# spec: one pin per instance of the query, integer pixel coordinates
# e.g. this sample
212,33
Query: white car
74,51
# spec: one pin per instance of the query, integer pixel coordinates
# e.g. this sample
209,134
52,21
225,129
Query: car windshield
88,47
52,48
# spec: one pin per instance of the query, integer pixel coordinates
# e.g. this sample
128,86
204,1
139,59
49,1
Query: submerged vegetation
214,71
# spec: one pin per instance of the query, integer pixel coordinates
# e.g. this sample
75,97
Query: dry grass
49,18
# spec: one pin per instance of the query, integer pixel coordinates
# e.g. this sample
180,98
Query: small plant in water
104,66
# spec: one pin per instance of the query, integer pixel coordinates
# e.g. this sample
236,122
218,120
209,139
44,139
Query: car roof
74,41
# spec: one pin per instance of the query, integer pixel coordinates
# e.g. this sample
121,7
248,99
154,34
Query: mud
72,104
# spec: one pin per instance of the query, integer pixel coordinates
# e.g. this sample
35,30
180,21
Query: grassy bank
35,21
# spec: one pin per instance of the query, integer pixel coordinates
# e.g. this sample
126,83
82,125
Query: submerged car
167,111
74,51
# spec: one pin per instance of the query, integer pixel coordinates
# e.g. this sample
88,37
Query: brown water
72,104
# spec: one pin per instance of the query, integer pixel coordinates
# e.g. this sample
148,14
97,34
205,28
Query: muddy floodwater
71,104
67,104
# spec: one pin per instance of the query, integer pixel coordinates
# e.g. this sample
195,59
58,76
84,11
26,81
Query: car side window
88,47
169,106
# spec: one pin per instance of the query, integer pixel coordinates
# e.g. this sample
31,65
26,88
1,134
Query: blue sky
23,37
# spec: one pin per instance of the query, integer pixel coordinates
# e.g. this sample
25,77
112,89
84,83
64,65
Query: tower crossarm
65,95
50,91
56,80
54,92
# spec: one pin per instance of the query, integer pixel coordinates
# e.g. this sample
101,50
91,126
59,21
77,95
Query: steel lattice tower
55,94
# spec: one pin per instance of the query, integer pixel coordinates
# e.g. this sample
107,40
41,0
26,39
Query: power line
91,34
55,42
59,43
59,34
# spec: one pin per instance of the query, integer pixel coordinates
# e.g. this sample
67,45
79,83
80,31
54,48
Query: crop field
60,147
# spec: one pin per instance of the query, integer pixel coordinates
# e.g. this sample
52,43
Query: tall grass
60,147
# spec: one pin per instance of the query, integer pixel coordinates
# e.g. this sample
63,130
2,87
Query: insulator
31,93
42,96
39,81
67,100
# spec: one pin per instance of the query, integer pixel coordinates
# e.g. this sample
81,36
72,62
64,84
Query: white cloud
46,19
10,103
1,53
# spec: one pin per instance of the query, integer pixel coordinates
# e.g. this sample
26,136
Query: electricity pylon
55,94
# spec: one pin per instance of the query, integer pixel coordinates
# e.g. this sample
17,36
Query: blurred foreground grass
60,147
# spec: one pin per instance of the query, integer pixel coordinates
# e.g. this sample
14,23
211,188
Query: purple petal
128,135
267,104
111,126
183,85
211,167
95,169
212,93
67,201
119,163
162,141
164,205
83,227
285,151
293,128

------------------------------------------------

#### Written exercise:
How many lines in the records above contain the string "submerged", matching case exactly? Reply with only the number.

#### The output:
2